» Instructions to follow
The word to look for is "worker". Report every line of the entries below that has it.

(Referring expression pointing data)
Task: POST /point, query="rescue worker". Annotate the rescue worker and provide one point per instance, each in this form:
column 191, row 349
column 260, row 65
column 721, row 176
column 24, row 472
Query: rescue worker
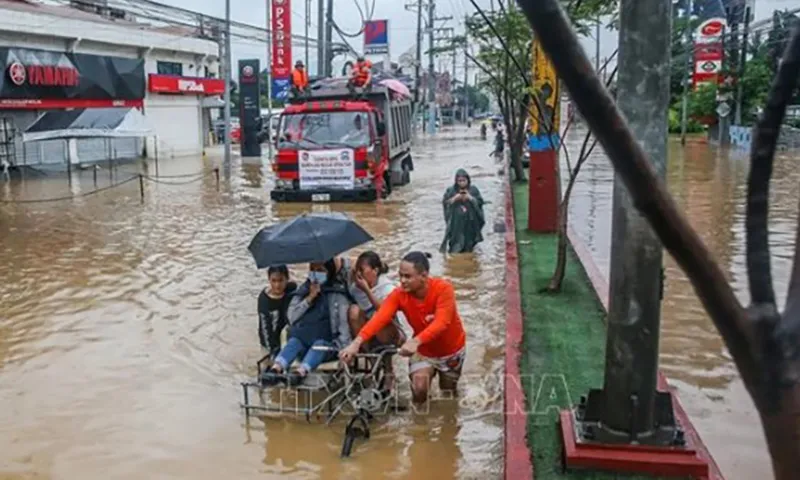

» Final answer
Task: POST /point, query="rescue worker". Annotate the rescue worker and provide one point per instance, each in this form:
Query: rescue worker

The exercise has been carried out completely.